__REQUIRED WORK__. Except for images, print the whole listing verbatim.

__GIVEN DATA__.
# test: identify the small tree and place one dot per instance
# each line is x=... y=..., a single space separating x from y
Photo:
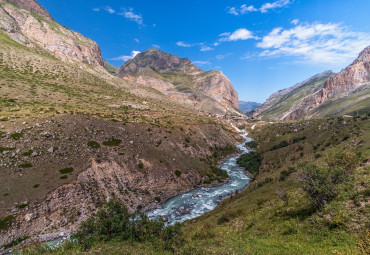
x=321 y=183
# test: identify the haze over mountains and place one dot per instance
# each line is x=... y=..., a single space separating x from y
x=76 y=132
x=323 y=95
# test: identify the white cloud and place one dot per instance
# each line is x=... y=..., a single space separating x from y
x=277 y=4
x=109 y=9
x=295 y=21
x=184 y=44
x=129 y=14
x=201 y=63
x=125 y=58
x=263 y=9
x=330 y=43
x=239 y=34
x=206 y=48
x=221 y=57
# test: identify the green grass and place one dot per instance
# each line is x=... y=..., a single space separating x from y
x=67 y=170
x=27 y=153
x=5 y=222
x=25 y=165
x=93 y=145
x=112 y=142
x=16 y=136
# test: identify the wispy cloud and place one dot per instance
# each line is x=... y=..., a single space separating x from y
x=184 y=44
x=223 y=56
x=239 y=34
x=125 y=58
x=131 y=15
x=203 y=46
x=202 y=63
x=127 y=13
x=316 y=43
x=244 y=9
x=206 y=48
x=108 y=9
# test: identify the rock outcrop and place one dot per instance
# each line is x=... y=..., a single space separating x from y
x=323 y=95
x=28 y=23
x=30 y=5
x=181 y=81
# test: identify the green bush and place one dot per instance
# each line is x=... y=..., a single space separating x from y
x=250 y=161
x=5 y=222
x=93 y=145
x=321 y=183
x=66 y=170
x=114 y=222
x=252 y=144
x=16 y=136
x=112 y=142
x=25 y=165
x=280 y=145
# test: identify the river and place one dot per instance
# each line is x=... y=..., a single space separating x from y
x=201 y=200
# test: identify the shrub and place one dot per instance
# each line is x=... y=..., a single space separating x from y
x=252 y=144
x=66 y=170
x=321 y=182
x=112 y=142
x=22 y=206
x=27 y=153
x=93 y=145
x=346 y=159
x=25 y=165
x=114 y=222
x=250 y=161
x=5 y=222
x=280 y=145
x=16 y=136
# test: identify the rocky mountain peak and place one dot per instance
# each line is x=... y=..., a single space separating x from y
x=364 y=56
x=31 y=5
x=156 y=60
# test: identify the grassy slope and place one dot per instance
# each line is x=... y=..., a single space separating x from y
x=286 y=102
x=258 y=221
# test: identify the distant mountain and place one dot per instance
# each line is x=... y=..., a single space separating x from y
x=110 y=68
x=248 y=106
x=323 y=95
x=182 y=81
x=28 y=23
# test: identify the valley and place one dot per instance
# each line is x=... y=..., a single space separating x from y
x=161 y=156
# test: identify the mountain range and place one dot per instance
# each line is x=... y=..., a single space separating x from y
x=324 y=95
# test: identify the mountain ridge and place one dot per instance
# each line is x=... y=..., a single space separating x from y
x=181 y=80
x=323 y=95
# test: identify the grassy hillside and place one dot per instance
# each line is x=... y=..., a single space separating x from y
x=274 y=215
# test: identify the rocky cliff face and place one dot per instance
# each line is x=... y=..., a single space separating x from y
x=156 y=60
x=355 y=74
x=278 y=97
x=28 y=23
x=181 y=81
x=339 y=86
x=323 y=95
x=30 y=5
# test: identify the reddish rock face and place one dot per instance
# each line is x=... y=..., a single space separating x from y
x=31 y=5
x=357 y=73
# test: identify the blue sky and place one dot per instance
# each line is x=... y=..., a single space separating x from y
x=261 y=45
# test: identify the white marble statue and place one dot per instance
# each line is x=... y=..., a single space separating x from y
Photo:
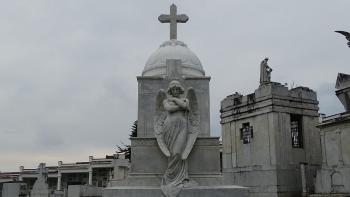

__SOLVED EXERCISE__.
# test: identify the small tree and place one dot per instance
# each line is x=... y=..., a single space separating x from y
Photo:
x=321 y=183
# test: identify the haze over mountains and place one dot per instance
# each line is x=... y=..., a single space separating x from y
x=76 y=132
x=323 y=95
# test: identify the white cloud and place one dot per instance
# each line is x=... y=..., a single space separating x from y
x=277 y=4
x=109 y=9
x=295 y=21
x=184 y=44
x=129 y=14
x=201 y=63
x=125 y=58
x=263 y=9
x=330 y=43
x=239 y=34
x=206 y=48
x=221 y=57
# test: identify the green grass and place one dot per instance
# each line is x=... y=..., a single space separating x from y
x=67 y=170
x=27 y=153
x=5 y=222
x=25 y=165
x=93 y=145
x=112 y=142
x=16 y=136
# test: identify the wispy cloud and place one dot per instance
# each line is x=... y=..., a single space separating x from y
x=184 y=44
x=223 y=56
x=239 y=34
x=125 y=58
x=131 y=15
x=203 y=46
x=202 y=63
x=127 y=13
x=316 y=43
x=244 y=9
x=206 y=48
x=108 y=9
# test: identify the rock outcrop and place one dot per instance
# each line is x=... y=..., a single space separating x from y
x=323 y=95
x=28 y=23
x=30 y=5
x=181 y=81
# test: identify the green bush and place one dot per instance
# each line is x=... y=..., a single space separating x from y
x=250 y=161
x=5 y=222
x=93 y=145
x=321 y=183
x=66 y=170
x=114 y=222
x=252 y=144
x=16 y=136
x=112 y=142
x=25 y=165
x=280 y=145
# test: identify the river and place one dot per instance
# each line is x=... y=..., a single space separating x from y
x=201 y=200
# test: identify the shrub and place one dot per instance
# each line is x=... y=..., a single space separating x from y
x=252 y=144
x=66 y=170
x=321 y=182
x=112 y=142
x=22 y=206
x=27 y=153
x=93 y=145
x=346 y=159
x=25 y=165
x=114 y=222
x=250 y=161
x=5 y=222
x=280 y=145
x=16 y=136
# test: identify the rocky mountain peak and place one dot per instance
# each line is x=... y=..., a single space separating x from y
x=364 y=56
x=31 y=5
x=156 y=60
# test: identify the grassy slope and place one dot per instance
# each line is x=... y=..., a single space separating x from y
x=286 y=102
x=258 y=221
# test: identify the distant mountain and place one dot per instance
# each line is x=... y=..., a single space separating x from y
x=110 y=68
x=248 y=106
x=323 y=95
x=182 y=81
x=28 y=23
# test: identify the valley and place one dot per instance
# each line is x=... y=..., a single space separating x from y
x=161 y=156
# test: identify the mountain range and place one dot per instance
# each line is x=... y=..., a single space separating x from y
x=324 y=95
# test: identify the mountain ridge and place one dot per instance
# each line is x=... y=..., a single space separating x from y
x=181 y=80
x=323 y=95
# test: identify the grassy hillside and place one dot per instance
# each line is x=... y=..., a single space separating x from y
x=274 y=215
# test: identify the rocky cliff face and place one dot per instance
# each line is x=... y=..., a single space separating x from y
x=156 y=60
x=355 y=74
x=278 y=97
x=28 y=23
x=181 y=81
x=339 y=86
x=323 y=95
x=30 y=5
# test: identify the reddish rock face and place one dot per instance
# each line is x=... y=..., a single space separating x from y
x=31 y=5
x=357 y=73
# test: identify the blue sky and place one dot per instance
# each line is x=... y=..., a single space separating x from y
x=261 y=45
# test: identify the white marble statue and place one dot per instance
# each line is x=... y=..., a single space separating x from y
Photo:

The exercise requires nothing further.